▶ _Assigned task 1_
In the passage on rhabdomyosarcoma, which gene and protein family do Seitz G et al. say mediates multiple resistance mechanisms?
▶ _Assigned task 2_
Retype the part of the passage on rhabdomyosarcoma between "RMS is a malignant" and "improve their prognosis.", inclusive.

The molecular biology of ERMS has been studied, making immunotherapy possible. Proteins encoded by specific genes within tumor cells are presented on the cell surface as peptides, and this specific encoded protein can be a target for cytotoxic T cell action. For example, peptides of the mutant p53 protein product have been found to be specifically recognized by cytotoxic T cells, and this approach has been applied in the immunotherapy of children with alveolar rhabdomyosarcoma [24]. mi-63 is an effective therapeutic factor for ERMS expressing wild-type P53 protein and has been shown to have a coordinated effect with doxorubicin [25]. Genetic analysis suggests that the expression of epidermal growth factor receptor (VEGFR) is significantly higher in ERMS than in ARMS, and in vitro studies have demonstrated that its specific antibody Cetuximab binds ERMS in tumor cell lines and can be detected by flow cytometry. Thus, such antibodies would provide less cytotoxic immunotherapy for ERMS and could be used in the treatment of drug-resistant ERMS [26].Seitz G et al. found that multiple resistance mechanisms in rhabdomyosarcoma are mediated through genes and proteins of the GST family. Reversal of these effects may be obtained through partial GST suppressors. Thus, the GST family offers a promising target for drug-resistant treatment strategies in pediatric RMS [27].
RMS is a malignant solid tumor with an overall poor prognosis. Studies have shown that the most common pediatric ERMS have a better prognosis than ARMS and PRMS. Embryonic histological typing, favorable tumor site, age less than 10 years and absence of distant metastases and surgical resection significantly improve survival [20]. molecular biology studies of RMS suggest a correlation between its molecular biology and clinical prognosis, therefore adenoviral vector-mediated gene therapy and immunotherapy would offer greater hope for children with rhabdomyosarcoma and improve their prognosis.

▶ _Supplied material_

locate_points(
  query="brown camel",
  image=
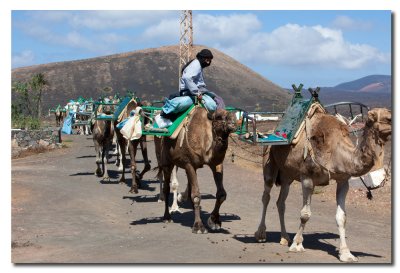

▶ _Worked solution 1_
The GST family.

▶ _Worked solution 2_
RMS is a malignant solid tumor with an overall poor prognosis. Studies have shown that the most common pediatric ERMS have a better prognosis than ARMS and PRMS. Embryonic histological typing, favorable tumor site, age less than 10 years and absence of distant metastases and surgical resection significantly improve survival [20]. molecular biology studies of RMS suggest a correlation between its molecular biology and clinical prognosis, therefore adenoviral vector-mediated gene therapy and immunotherapy would offer greater hope for children with rhabdomyosarcoma and improve their prognosis.